* **WHAT IS EXPECTED**:
Could you retype all of the records exactly, leaving out every picture?

* **SUPPLIED MATERIAL**:

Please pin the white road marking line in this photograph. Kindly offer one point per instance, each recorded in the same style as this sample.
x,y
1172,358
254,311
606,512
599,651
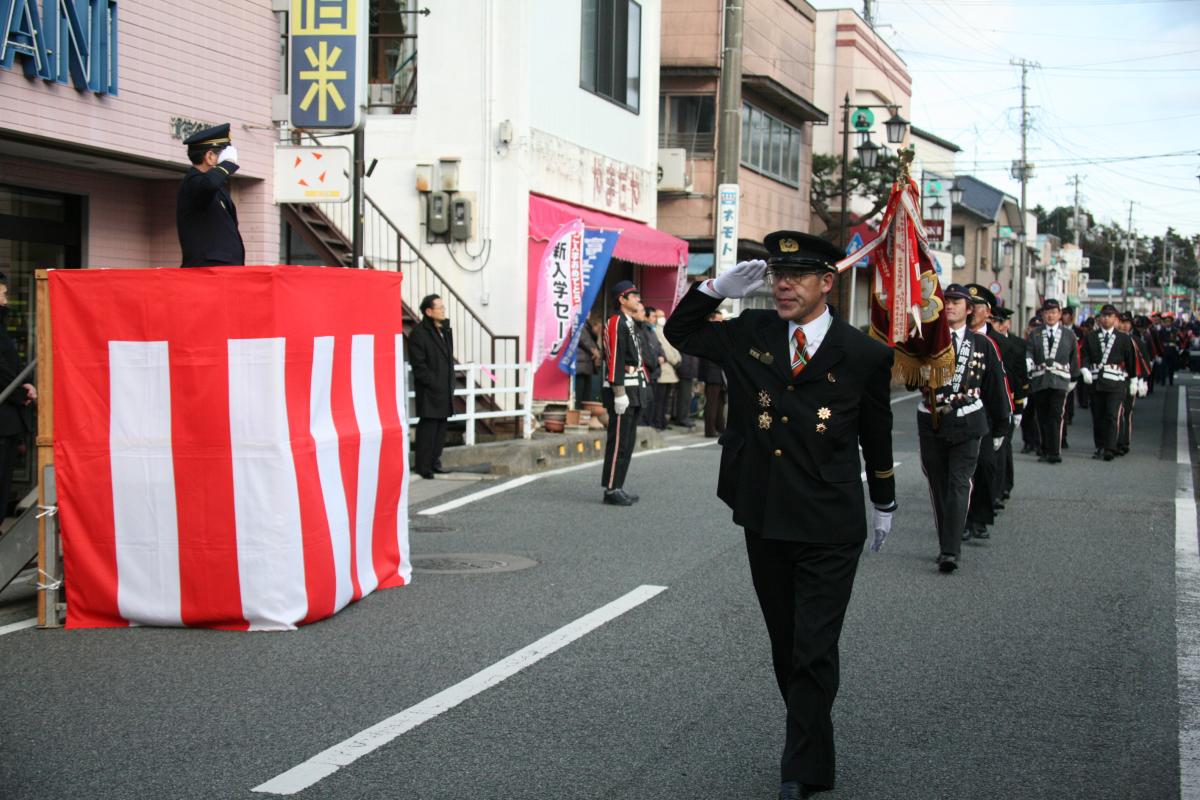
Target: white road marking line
x,y
529,479
1187,609
345,753
18,626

* **OUTPUT FOR THIS TASK**:
Please pin the white road marking line in this photograph. Kindly offer one point per instance, each recorded in the same style as this sample.
x,y
1172,358
254,311
606,512
599,651
Target: white road marking line
x,y
529,479
1187,609
345,753
18,626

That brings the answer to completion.